Copy every item below, requests included, and multiply each x and y coordinate in the answers by 1.1, rounding to the nearest whole number with halves rounded up. Leave the sample coordinates in the requests unchanged.

> [TASK INPUT]
/---

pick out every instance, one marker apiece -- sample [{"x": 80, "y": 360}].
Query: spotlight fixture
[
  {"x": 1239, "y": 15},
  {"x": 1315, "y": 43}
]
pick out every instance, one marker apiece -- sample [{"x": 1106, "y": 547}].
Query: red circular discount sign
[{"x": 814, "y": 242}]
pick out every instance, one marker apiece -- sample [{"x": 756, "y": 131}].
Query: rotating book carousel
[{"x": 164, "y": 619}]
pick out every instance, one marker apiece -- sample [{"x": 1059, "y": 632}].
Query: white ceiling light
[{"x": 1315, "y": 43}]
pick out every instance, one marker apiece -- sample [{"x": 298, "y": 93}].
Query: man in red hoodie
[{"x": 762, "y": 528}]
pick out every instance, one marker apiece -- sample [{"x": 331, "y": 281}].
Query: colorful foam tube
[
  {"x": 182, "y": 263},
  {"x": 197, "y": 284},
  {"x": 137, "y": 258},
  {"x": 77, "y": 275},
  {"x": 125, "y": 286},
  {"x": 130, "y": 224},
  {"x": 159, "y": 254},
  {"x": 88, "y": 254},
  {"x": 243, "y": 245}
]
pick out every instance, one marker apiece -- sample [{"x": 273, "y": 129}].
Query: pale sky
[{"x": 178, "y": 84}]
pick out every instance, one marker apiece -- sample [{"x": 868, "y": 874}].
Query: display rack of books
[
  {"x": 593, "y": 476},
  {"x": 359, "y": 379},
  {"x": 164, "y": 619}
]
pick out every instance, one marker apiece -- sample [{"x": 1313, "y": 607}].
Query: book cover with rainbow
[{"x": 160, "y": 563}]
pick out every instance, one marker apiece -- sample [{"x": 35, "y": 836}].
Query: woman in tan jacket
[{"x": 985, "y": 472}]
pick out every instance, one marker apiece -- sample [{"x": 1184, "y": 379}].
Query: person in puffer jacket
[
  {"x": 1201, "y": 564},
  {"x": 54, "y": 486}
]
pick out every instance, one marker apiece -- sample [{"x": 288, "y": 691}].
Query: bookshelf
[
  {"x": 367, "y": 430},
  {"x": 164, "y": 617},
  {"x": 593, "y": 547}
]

\---

> [SOLUTION FOR THIS TASK]
pick out every instance, one marker apiece -- sample [{"x": 80, "y": 360}].
Query: spotlight fixture
[
  {"x": 1363, "y": 17},
  {"x": 1447, "y": 47}
]
pick out every instance, one marker apiece -- sample [{"x": 1106, "y": 547}].
Query: red circular discount sign
[{"x": 895, "y": 266}]
pick out every instance, one marker apiece -- sample [{"x": 756, "y": 131}].
Query: rotating book carousel
[{"x": 180, "y": 681}]
pick out every instance, one marker apiece -- sample [{"x": 1059, "y": 632}].
Query: white ceiling light
[{"x": 1447, "y": 47}]
pick out every instance, one marker apiece -- sample [{"x": 298, "y": 93}].
Query: man in red hoodie
[{"x": 838, "y": 581}]
pick out every instance, one marker apiece -- sample [{"x": 331, "y": 281}].
Query: colorful foam tube
[
  {"x": 200, "y": 289},
  {"x": 217, "y": 312},
  {"x": 151, "y": 284},
  {"x": 85, "y": 303},
  {"x": 138, "y": 315},
  {"x": 143, "y": 246},
  {"x": 175, "y": 279},
  {"x": 97, "y": 279},
  {"x": 267, "y": 270}
]
pick out every instance, one marker apiece -- sample [{"x": 273, "y": 129}].
Query: pale sky
[{"x": 196, "y": 92}]
pick out every instance, one marker apiece -- sample [{"x": 868, "y": 874}].
Query: display rack of books
[
  {"x": 652, "y": 524},
  {"x": 395, "y": 417},
  {"x": 180, "y": 681}
]
pick out every instance, one marker apiece -- sample [{"x": 1313, "y": 607}].
Query: book cover with rainbow
[{"x": 176, "y": 619}]
pick out every instance, one marker apiece -- sample [{"x": 35, "y": 836}].
Query: woman in tan jacket
[{"x": 1084, "y": 519}]
pick out every instance, one marker apiece -- sample [{"x": 1184, "y": 379}].
Query: person in puffer jacket
[
  {"x": 1321, "y": 620},
  {"x": 59, "y": 535}
]
pick out every instance, one marker apiece -- sample [{"x": 288, "y": 691}].
Query: bookshelf
[
  {"x": 404, "y": 473},
  {"x": 180, "y": 679},
  {"x": 652, "y": 602}
]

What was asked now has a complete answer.